---------- Material

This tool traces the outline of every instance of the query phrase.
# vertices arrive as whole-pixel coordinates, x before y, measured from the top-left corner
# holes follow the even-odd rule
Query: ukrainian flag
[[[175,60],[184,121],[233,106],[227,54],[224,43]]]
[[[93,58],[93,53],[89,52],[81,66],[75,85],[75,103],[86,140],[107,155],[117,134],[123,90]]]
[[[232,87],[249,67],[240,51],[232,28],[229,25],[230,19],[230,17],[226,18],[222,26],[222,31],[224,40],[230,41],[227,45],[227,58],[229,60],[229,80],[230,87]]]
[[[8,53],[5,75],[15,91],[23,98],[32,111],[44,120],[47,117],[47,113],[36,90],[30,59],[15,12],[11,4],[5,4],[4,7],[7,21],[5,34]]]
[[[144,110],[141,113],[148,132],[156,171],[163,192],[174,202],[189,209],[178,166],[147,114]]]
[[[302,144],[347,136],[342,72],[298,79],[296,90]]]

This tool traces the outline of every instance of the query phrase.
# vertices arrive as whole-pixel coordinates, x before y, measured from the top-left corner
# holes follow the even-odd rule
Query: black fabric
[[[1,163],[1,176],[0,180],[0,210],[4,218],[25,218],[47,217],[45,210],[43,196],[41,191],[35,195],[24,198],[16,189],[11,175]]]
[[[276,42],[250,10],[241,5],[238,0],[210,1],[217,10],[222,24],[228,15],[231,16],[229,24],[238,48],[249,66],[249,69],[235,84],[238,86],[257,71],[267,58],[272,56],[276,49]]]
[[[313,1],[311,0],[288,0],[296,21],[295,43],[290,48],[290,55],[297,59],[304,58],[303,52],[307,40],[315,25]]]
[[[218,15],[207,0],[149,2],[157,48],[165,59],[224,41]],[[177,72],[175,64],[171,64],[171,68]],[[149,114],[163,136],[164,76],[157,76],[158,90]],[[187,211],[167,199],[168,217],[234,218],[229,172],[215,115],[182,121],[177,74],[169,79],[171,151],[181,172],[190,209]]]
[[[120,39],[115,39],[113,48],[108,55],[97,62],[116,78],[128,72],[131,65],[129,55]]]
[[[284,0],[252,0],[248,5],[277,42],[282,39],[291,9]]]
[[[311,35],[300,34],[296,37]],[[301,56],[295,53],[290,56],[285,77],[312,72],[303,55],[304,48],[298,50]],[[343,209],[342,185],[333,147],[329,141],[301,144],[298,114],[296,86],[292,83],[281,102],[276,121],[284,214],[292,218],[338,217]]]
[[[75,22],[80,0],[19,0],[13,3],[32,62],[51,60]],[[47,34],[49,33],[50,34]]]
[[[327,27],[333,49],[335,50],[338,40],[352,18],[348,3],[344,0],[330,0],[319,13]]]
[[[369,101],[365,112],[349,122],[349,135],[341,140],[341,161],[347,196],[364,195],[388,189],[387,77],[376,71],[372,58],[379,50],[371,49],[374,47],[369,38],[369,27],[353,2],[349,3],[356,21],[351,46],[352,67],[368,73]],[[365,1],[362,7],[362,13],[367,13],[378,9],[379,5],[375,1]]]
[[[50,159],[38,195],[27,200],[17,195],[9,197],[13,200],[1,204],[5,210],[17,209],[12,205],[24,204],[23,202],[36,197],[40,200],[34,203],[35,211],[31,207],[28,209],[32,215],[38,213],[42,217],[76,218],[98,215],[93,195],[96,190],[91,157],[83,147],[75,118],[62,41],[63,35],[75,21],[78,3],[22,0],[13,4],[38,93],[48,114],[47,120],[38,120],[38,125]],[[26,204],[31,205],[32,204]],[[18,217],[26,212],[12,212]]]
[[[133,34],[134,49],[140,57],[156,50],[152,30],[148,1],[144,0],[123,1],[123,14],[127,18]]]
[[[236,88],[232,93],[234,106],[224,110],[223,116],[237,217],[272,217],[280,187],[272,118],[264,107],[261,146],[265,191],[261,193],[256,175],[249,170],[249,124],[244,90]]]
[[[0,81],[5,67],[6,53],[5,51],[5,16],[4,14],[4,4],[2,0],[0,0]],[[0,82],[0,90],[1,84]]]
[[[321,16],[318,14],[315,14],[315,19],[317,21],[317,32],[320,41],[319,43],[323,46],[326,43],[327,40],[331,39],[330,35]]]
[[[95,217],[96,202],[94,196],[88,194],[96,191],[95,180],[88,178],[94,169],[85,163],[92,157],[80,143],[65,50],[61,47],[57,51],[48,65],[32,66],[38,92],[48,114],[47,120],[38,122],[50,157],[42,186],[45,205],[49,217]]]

--------------------

● Aim of the task:
Copy out again, character for character, the lines of the items from the very first one through the line containing "[[[302,144],[347,136],[342,72],[298,79],[296,90]]]", including both ends, and nothing more.

● Response:
This tool traces the outline of every instance of the query phrase.
# vertices arrive as whole-pixel coordinates, x before y, measured from the top-left corner
# holes follow the even-odd rule
Query: ukrainian flag
[[[175,60],[184,121],[233,106],[227,54],[224,43]]]
[[[93,58],[93,53],[89,52],[81,66],[75,85],[75,103],[86,140],[107,155],[117,134],[123,90]]]
[[[232,87],[249,67],[240,51],[232,28],[229,25],[230,19],[230,17],[226,18],[222,26],[222,31],[224,40],[230,41],[227,45],[227,58],[229,60],[229,80],[230,87]]]
[[[8,53],[5,75],[15,91],[23,98],[32,111],[44,120],[47,117],[47,113],[36,90],[30,59],[15,12],[11,4],[5,4],[4,7],[7,21],[5,34]]]
[[[144,110],[141,113],[148,132],[156,171],[163,192],[174,202],[189,209],[178,166],[147,114]]]
[[[302,144],[347,136],[342,72],[298,79],[296,90]]]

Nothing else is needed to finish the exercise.